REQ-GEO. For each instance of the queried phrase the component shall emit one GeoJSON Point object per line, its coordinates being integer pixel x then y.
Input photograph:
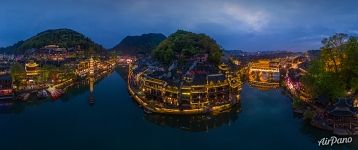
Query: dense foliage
{"type": "Point", "coordinates": [65, 38]}
{"type": "Point", "coordinates": [335, 72]}
{"type": "Point", "coordinates": [143, 44]}
{"type": "Point", "coordinates": [182, 45]}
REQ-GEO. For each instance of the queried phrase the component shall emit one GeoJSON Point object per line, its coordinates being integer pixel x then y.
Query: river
{"type": "Point", "coordinates": [264, 121]}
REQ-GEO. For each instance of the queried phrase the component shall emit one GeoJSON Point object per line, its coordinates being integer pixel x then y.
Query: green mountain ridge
{"type": "Point", "coordinates": [143, 44]}
{"type": "Point", "coordinates": [66, 38]}
{"type": "Point", "coordinates": [183, 44]}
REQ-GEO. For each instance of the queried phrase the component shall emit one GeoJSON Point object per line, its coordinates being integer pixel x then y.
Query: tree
{"type": "Point", "coordinates": [184, 45]}
{"type": "Point", "coordinates": [336, 70]}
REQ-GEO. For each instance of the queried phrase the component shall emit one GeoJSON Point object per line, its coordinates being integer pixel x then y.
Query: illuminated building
{"type": "Point", "coordinates": [200, 91]}
{"type": "Point", "coordinates": [6, 91]}
{"type": "Point", "coordinates": [31, 68]}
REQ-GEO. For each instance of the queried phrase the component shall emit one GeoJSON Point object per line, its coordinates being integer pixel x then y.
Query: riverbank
{"type": "Point", "coordinates": [152, 108]}
{"type": "Point", "coordinates": [317, 115]}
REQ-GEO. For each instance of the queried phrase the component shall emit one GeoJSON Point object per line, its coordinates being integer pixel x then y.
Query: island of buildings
{"type": "Point", "coordinates": [200, 88]}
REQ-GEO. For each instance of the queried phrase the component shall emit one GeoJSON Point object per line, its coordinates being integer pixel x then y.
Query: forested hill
{"type": "Point", "coordinates": [65, 38]}
{"type": "Point", "coordinates": [143, 44]}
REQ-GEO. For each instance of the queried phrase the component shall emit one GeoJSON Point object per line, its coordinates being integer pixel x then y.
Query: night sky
{"type": "Point", "coordinates": [249, 25]}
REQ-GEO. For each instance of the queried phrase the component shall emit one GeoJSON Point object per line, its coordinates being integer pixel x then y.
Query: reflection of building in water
{"type": "Point", "coordinates": [264, 75]}
{"type": "Point", "coordinates": [194, 123]}
{"type": "Point", "coordinates": [91, 80]}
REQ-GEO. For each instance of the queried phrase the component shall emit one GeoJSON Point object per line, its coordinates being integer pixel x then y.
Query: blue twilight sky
{"type": "Point", "coordinates": [241, 24]}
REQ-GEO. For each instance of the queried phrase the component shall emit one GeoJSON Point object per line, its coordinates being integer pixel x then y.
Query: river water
{"type": "Point", "coordinates": [264, 121]}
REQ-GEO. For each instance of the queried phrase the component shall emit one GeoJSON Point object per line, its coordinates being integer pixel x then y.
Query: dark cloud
{"type": "Point", "coordinates": [245, 24]}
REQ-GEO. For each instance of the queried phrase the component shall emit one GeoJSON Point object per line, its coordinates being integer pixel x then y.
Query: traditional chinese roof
{"type": "Point", "coordinates": [342, 108]}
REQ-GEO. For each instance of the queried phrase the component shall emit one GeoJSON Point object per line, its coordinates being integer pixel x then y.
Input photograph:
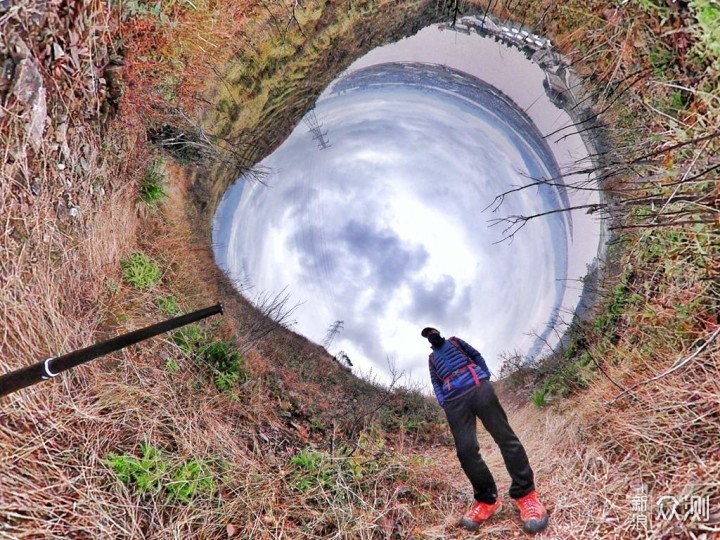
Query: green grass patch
{"type": "Point", "coordinates": [152, 185]}
{"type": "Point", "coordinates": [168, 304]}
{"type": "Point", "coordinates": [156, 472]}
{"type": "Point", "coordinates": [221, 357]}
{"type": "Point", "coordinates": [140, 271]}
{"type": "Point", "coordinates": [189, 338]}
{"type": "Point", "coordinates": [539, 397]}
{"type": "Point", "coordinates": [707, 14]}
{"type": "Point", "coordinates": [224, 359]}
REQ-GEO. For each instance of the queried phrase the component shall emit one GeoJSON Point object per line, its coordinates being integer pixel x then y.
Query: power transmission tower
{"type": "Point", "coordinates": [334, 330]}
{"type": "Point", "coordinates": [315, 128]}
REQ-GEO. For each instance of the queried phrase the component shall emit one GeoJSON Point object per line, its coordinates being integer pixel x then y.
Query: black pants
{"type": "Point", "coordinates": [482, 402]}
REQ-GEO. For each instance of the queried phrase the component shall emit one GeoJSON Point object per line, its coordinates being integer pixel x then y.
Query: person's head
{"type": "Point", "coordinates": [432, 335]}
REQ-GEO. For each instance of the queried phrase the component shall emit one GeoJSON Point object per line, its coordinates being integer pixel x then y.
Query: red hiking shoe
{"type": "Point", "coordinates": [479, 513]}
{"type": "Point", "coordinates": [532, 513]}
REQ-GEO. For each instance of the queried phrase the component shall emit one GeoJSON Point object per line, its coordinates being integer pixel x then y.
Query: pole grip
{"type": "Point", "coordinates": [27, 376]}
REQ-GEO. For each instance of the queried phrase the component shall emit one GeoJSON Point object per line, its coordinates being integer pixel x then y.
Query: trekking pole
{"type": "Point", "coordinates": [51, 367]}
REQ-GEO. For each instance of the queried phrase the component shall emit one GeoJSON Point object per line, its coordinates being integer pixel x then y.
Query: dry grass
{"type": "Point", "coordinates": [61, 289]}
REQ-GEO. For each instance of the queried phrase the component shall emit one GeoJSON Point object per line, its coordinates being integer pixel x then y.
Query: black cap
{"type": "Point", "coordinates": [427, 330]}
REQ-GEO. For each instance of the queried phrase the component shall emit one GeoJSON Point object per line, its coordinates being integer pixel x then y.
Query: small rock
{"type": "Point", "coordinates": [27, 87]}
{"type": "Point", "coordinates": [57, 51]}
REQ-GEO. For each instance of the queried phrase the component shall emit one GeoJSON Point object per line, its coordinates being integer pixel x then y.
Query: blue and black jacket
{"type": "Point", "coordinates": [455, 368]}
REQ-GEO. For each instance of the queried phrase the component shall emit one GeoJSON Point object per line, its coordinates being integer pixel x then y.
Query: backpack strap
{"type": "Point", "coordinates": [457, 344]}
{"type": "Point", "coordinates": [468, 366]}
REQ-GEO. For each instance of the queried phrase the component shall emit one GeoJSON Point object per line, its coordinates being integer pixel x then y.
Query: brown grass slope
{"type": "Point", "coordinates": [298, 448]}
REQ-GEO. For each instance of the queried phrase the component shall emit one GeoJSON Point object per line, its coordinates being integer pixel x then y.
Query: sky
{"type": "Point", "coordinates": [378, 218]}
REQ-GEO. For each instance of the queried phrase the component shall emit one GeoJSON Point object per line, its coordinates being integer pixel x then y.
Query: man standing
{"type": "Point", "coordinates": [461, 381]}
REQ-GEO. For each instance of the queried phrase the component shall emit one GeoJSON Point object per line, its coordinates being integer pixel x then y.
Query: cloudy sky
{"type": "Point", "coordinates": [380, 223]}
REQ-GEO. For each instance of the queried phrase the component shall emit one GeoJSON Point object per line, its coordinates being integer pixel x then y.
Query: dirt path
{"type": "Point", "coordinates": [550, 439]}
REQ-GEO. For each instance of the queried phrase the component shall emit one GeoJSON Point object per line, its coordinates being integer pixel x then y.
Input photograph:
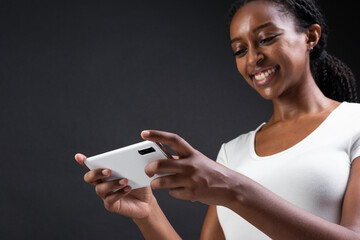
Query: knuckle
{"type": "Point", "coordinates": [175, 138]}
{"type": "Point", "coordinates": [98, 190]}
{"type": "Point", "coordinates": [161, 182]}
{"type": "Point", "coordinates": [107, 206]}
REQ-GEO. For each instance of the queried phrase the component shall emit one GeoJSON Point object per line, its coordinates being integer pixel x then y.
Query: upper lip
{"type": "Point", "coordinates": [260, 70]}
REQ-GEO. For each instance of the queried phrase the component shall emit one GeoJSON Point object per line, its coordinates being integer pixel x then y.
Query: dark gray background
{"type": "Point", "coordinates": [88, 76]}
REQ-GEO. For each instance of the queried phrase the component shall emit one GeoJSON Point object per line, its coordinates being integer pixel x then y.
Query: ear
{"type": "Point", "coordinates": [313, 34]}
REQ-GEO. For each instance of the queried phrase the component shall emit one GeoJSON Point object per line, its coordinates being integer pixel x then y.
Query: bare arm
{"type": "Point", "coordinates": [201, 179]}
{"type": "Point", "coordinates": [211, 229]}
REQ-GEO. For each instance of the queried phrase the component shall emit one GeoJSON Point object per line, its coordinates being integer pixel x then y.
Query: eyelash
{"type": "Point", "coordinates": [264, 41]}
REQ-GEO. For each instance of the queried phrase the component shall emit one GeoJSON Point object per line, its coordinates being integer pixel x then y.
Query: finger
{"type": "Point", "coordinates": [111, 199]}
{"type": "Point", "coordinates": [181, 193]}
{"type": "Point", "coordinates": [107, 188]}
{"type": "Point", "coordinates": [80, 158]}
{"type": "Point", "coordinates": [96, 176]}
{"type": "Point", "coordinates": [175, 142]}
{"type": "Point", "coordinates": [163, 166]}
{"type": "Point", "coordinates": [171, 181]}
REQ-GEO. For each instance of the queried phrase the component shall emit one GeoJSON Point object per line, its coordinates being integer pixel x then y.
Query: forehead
{"type": "Point", "coordinates": [256, 13]}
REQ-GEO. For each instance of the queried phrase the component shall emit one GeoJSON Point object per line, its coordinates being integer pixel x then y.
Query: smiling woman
{"type": "Point", "coordinates": [295, 176]}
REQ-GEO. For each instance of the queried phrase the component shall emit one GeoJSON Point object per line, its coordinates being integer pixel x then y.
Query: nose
{"type": "Point", "coordinates": [254, 57]}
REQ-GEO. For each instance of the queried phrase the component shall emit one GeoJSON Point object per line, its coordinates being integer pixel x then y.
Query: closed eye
{"type": "Point", "coordinates": [240, 52]}
{"type": "Point", "coordinates": [267, 40]}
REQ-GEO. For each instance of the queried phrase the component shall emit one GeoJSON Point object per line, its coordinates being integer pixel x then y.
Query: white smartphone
{"type": "Point", "coordinates": [129, 162]}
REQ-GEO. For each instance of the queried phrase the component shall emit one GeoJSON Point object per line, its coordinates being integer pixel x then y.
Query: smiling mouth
{"type": "Point", "coordinates": [264, 77]}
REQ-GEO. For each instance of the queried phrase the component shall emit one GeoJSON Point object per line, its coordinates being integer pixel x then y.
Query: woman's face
{"type": "Point", "coordinates": [270, 54]}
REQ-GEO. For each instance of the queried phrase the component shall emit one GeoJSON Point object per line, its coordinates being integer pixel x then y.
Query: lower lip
{"type": "Point", "coordinates": [266, 80]}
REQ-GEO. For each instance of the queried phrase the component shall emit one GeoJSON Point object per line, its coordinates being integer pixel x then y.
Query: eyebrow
{"type": "Point", "coordinates": [255, 30]}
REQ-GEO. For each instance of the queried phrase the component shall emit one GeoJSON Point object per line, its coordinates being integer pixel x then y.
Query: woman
{"type": "Point", "coordinates": [294, 177]}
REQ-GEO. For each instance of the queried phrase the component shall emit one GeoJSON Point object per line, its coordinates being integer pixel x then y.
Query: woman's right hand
{"type": "Point", "coordinates": [125, 201]}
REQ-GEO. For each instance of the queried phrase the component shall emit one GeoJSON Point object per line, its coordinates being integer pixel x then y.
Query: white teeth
{"type": "Point", "coordinates": [263, 75]}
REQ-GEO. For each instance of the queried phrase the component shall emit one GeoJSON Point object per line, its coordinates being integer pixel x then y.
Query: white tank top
{"type": "Point", "coordinates": [312, 174]}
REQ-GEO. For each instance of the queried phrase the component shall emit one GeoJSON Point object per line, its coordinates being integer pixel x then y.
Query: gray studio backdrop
{"type": "Point", "coordinates": [88, 76]}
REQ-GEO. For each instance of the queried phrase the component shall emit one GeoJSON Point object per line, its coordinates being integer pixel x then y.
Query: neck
{"type": "Point", "coordinates": [306, 98]}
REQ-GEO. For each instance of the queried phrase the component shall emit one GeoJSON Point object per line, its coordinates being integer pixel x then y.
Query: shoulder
{"type": "Point", "coordinates": [349, 114]}
{"type": "Point", "coordinates": [240, 143]}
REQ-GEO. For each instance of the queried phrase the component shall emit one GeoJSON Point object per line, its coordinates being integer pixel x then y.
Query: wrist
{"type": "Point", "coordinates": [153, 205]}
{"type": "Point", "coordinates": [236, 190]}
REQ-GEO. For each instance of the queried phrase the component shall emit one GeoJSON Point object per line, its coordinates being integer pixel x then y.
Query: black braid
{"type": "Point", "coordinates": [332, 76]}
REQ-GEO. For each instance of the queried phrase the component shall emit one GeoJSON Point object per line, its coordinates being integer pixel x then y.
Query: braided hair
{"type": "Point", "coordinates": [332, 76]}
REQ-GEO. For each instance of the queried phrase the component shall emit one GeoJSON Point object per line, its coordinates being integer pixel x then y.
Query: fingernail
{"type": "Point", "coordinates": [122, 182]}
{"type": "Point", "coordinates": [145, 133]}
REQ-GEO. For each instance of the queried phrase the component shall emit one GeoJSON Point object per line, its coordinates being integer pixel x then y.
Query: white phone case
{"type": "Point", "coordinates": [129, 162]}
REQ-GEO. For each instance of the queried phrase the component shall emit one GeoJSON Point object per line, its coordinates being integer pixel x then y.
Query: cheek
{"type": "Point", "coordinates": [241, 66]}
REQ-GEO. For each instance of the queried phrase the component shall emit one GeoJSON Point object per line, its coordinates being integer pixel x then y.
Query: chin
{"type": "Point", "coordinates": [268, 94]}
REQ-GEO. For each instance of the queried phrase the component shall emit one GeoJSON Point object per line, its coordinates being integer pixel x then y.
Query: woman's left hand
{"type": "Point", "coordinates": [195, 178]}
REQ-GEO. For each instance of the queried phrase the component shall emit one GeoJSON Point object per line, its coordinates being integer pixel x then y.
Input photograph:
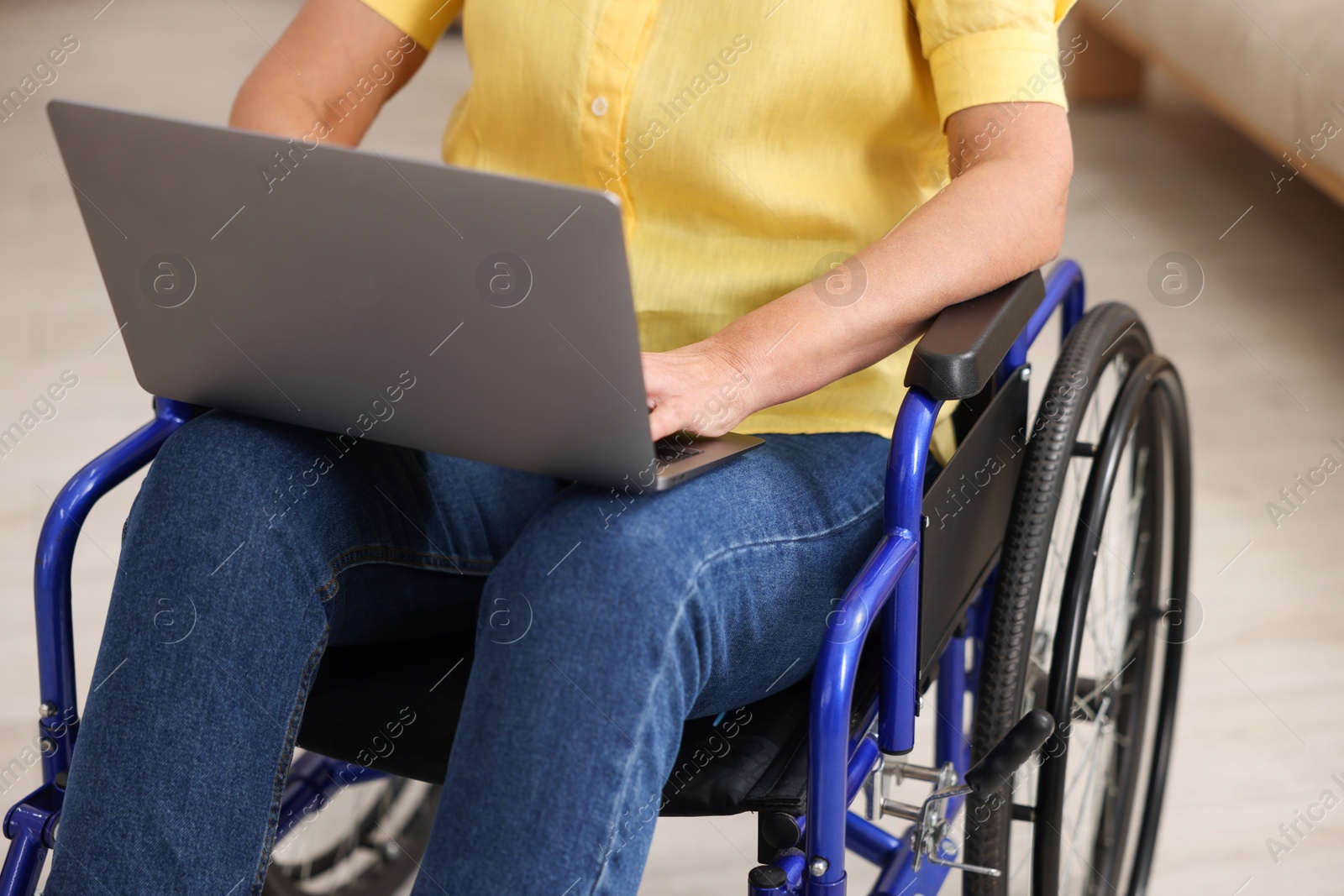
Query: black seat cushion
{"type": "Point", "coordinates": [396, 707]}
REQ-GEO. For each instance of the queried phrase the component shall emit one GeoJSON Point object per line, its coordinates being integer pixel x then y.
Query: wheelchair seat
{"type": "Point", "coordinates": [754, 758]}
{"type": "Point", "coordinates": [396, 707]}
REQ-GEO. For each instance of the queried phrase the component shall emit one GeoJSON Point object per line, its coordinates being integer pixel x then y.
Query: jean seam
{"type": "Point", "coordinates": [400, 557]}
{"type": "Point", "coordinates": [606, 856]}
{"type": "Point", "coordinates": [286, 759]}
{"type": "Point", "coordinates": [689, 589]}
{"type": "Point", "coordinates": [812, 537]}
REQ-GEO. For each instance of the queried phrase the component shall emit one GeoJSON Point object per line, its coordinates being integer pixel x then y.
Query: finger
{"type": "Point", "coordinates": [663, 421]}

**YOUR GOAL:** From the listing above, pick out each line that contains the string "grass" and copy those lines unchanged.

**RESULT:**
Query: green grass patch
Query: dry grass
Query: brown grass slope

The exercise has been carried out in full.